EXERCISE> Retype verbatim the lines of the data from the line containing "like [(319, 238)]." through the line containing "[(296, 326)]", both lines included.

:: INPUT RECORDS ::

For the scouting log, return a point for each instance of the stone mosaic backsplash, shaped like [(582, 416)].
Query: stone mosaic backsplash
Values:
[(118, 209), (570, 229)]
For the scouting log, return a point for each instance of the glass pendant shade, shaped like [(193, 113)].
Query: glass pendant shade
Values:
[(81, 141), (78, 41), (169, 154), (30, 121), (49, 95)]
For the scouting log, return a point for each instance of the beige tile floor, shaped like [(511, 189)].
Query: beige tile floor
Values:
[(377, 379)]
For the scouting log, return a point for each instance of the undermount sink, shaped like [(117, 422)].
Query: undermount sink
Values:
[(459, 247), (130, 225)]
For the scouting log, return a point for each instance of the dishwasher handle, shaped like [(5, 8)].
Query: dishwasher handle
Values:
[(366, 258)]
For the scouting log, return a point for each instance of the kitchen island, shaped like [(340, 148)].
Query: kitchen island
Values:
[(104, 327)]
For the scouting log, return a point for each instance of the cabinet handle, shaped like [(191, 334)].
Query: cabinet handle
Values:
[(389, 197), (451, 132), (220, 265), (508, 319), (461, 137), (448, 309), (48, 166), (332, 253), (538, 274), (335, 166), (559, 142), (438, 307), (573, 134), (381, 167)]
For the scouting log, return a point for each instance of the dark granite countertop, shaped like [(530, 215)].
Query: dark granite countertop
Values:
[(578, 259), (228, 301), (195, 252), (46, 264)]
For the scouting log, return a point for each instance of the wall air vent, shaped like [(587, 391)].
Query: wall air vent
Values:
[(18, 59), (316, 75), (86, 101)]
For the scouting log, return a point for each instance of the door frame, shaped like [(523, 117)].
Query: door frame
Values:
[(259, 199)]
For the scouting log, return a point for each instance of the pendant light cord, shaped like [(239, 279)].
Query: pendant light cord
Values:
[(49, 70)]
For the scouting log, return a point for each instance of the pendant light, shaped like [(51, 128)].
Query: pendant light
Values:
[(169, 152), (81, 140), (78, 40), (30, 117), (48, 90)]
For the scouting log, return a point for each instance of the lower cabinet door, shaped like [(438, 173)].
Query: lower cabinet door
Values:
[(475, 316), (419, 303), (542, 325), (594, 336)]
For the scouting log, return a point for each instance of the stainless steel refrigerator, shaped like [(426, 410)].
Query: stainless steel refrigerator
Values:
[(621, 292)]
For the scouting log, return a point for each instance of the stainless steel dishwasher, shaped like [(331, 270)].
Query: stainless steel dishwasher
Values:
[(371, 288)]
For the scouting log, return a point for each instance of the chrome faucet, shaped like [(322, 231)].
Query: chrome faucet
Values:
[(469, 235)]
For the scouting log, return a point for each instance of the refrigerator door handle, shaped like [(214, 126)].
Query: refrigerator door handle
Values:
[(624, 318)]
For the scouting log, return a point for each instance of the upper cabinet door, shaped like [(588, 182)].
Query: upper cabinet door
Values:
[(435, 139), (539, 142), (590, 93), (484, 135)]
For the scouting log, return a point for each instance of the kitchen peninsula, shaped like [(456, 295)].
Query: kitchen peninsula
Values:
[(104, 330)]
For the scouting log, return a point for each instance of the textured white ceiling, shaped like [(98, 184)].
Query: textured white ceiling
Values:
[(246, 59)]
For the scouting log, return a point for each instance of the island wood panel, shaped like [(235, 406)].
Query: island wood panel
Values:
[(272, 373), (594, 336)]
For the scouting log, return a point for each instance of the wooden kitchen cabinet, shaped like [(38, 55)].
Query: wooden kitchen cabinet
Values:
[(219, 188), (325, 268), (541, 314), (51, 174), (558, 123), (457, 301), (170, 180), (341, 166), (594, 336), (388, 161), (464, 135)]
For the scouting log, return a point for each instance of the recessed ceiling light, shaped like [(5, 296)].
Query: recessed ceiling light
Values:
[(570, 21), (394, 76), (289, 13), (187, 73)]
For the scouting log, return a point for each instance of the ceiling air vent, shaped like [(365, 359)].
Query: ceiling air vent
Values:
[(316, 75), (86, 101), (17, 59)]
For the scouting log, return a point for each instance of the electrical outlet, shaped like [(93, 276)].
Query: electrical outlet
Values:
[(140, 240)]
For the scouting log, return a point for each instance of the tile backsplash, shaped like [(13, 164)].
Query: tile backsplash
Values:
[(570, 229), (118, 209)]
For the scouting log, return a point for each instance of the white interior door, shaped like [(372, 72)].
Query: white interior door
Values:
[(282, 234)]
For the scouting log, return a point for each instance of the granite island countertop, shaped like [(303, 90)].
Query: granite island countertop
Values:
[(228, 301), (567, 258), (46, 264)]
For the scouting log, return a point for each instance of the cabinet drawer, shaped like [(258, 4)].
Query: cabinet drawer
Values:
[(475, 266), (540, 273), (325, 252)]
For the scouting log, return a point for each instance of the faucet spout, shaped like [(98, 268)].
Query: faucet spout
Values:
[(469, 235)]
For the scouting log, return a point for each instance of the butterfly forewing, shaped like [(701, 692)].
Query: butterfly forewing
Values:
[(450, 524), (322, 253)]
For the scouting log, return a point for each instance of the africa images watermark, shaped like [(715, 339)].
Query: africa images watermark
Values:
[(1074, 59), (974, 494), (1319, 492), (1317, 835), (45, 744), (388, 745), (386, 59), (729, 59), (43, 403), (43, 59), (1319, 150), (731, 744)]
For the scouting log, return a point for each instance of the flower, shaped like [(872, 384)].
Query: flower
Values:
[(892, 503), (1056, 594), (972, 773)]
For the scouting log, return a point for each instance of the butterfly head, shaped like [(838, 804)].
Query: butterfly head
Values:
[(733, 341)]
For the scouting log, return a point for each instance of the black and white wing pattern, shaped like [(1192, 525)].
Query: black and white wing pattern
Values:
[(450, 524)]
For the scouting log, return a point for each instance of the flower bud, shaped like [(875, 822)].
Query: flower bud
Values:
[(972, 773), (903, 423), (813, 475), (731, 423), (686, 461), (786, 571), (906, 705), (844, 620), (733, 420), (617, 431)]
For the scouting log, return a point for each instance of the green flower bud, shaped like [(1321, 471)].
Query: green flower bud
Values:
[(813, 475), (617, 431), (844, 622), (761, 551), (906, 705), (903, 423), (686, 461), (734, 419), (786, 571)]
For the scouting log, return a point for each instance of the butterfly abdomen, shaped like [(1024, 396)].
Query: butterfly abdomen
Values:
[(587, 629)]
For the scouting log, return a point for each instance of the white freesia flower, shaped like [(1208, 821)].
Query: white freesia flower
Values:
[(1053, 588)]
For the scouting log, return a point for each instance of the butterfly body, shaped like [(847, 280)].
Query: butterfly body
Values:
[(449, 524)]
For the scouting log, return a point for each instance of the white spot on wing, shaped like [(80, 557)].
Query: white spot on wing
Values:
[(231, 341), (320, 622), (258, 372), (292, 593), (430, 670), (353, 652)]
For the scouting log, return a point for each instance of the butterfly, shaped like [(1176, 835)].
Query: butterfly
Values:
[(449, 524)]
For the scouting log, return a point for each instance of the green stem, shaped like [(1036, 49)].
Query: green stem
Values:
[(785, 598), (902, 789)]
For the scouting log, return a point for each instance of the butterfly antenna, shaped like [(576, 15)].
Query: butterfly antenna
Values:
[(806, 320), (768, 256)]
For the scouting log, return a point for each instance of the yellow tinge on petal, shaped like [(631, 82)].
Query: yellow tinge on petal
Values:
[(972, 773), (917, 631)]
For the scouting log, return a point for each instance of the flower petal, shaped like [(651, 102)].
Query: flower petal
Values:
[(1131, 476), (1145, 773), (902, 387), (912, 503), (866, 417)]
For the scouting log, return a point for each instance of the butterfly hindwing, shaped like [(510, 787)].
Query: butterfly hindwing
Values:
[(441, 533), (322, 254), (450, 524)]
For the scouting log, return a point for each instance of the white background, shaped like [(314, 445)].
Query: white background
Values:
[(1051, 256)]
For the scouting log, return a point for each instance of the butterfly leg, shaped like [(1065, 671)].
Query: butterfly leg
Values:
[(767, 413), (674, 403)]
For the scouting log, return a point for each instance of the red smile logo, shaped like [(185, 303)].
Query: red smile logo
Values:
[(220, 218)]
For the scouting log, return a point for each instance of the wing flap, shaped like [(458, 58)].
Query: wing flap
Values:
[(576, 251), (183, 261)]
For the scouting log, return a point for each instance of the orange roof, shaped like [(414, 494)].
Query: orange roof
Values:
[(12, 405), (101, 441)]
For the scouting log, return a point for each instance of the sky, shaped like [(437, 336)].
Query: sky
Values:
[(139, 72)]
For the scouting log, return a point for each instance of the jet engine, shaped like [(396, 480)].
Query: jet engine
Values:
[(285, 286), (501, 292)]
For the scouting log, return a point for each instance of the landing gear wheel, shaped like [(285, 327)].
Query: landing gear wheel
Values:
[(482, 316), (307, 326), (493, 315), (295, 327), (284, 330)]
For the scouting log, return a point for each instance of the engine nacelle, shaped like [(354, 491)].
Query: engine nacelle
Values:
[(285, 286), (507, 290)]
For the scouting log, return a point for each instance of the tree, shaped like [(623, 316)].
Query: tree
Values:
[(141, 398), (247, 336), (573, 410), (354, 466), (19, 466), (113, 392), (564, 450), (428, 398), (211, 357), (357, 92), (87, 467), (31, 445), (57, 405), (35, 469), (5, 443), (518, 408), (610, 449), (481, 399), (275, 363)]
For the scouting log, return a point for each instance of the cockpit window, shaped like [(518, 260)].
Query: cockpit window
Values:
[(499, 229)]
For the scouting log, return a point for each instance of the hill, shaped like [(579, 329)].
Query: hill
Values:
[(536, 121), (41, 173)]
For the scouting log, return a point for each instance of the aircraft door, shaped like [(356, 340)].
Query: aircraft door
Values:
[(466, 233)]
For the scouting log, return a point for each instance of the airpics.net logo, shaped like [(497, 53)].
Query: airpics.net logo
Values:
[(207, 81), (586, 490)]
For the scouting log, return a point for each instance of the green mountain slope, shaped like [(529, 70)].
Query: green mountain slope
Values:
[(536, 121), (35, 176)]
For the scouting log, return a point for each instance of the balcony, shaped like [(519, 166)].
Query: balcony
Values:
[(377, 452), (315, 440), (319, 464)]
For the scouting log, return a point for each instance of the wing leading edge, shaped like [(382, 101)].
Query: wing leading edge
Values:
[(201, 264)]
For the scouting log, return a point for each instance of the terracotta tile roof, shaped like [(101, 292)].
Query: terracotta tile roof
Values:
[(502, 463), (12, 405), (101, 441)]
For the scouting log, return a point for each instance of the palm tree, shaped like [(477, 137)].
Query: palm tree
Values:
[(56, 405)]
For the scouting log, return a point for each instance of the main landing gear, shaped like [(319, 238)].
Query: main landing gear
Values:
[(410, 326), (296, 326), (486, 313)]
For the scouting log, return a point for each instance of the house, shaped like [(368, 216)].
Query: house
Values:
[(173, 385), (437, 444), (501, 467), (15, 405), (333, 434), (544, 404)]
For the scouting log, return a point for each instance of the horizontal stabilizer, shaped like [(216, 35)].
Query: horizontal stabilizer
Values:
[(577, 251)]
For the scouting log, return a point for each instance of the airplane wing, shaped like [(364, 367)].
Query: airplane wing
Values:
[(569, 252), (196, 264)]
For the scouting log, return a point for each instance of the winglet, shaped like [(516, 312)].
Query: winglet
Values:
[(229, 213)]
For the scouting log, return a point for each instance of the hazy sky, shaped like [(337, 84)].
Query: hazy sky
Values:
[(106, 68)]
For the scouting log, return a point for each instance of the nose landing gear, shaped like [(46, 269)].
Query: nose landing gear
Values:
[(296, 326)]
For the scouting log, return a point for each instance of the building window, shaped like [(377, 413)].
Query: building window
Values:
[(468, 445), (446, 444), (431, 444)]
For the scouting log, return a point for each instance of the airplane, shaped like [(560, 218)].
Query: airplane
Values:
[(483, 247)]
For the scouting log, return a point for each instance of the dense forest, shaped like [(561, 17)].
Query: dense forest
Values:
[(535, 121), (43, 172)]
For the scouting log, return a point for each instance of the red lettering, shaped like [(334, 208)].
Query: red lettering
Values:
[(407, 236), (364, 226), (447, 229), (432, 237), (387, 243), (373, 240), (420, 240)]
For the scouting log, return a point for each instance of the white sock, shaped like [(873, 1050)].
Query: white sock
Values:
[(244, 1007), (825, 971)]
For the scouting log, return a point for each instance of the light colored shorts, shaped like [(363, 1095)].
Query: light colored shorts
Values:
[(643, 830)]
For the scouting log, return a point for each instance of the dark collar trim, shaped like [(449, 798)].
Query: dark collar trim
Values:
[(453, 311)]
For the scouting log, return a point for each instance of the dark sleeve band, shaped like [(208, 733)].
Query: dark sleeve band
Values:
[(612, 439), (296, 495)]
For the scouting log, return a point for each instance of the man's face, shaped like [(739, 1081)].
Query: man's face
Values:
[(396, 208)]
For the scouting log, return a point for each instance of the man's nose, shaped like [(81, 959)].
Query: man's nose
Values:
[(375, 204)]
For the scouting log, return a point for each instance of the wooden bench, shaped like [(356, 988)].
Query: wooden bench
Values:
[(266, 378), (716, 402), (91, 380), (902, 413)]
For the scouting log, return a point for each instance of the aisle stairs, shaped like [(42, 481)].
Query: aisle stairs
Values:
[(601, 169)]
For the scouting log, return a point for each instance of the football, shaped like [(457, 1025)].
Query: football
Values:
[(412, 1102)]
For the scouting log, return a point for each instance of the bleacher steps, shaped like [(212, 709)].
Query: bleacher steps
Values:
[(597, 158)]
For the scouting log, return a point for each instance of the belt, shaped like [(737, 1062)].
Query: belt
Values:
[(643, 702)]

:::

RESPONSE TO THE EXERCISE>
For the scouting log, return a point for each instance of the main landing gear, shaped like [(319, 238)].
Query: main landing gear
Values:
[(410, 326), (296, 326), (486, 313)]
For the scouting log, return a point for each instance of the house, shaped like [(368, 216)].
Query: house
Values:
[(173, 385), (437, 444), (501, 467), (15, 405), (333, 434), (544, 404)]
For the scouting log, return a point for each instance of the horizontal stabilizer, shaped like [(216, 35)].
Query: horizontal stabilizer
Values:
[(577, 251)]
For the scouting log, return a point for each instance of the airplane wing, shaped like [(364, 367)].
Query: airplane wing
Values:
[(569, 252), (196, 264)]
For the scouting log, return a point for each instance of the winglet, shaped like [(516, 312)].
Query: winglet
Values:
[(229, 213)]
For the scouting log, return a point for each instance of the hazy sky, shaped like [(337, 84)].
Query: hazy sky
Values:
[(106, 68)]
For the scouting log, return a point for each instance of the nose landing gear, shaped like [(46, 269)].
Query: nose landing gear
Values:
[(296, 326)]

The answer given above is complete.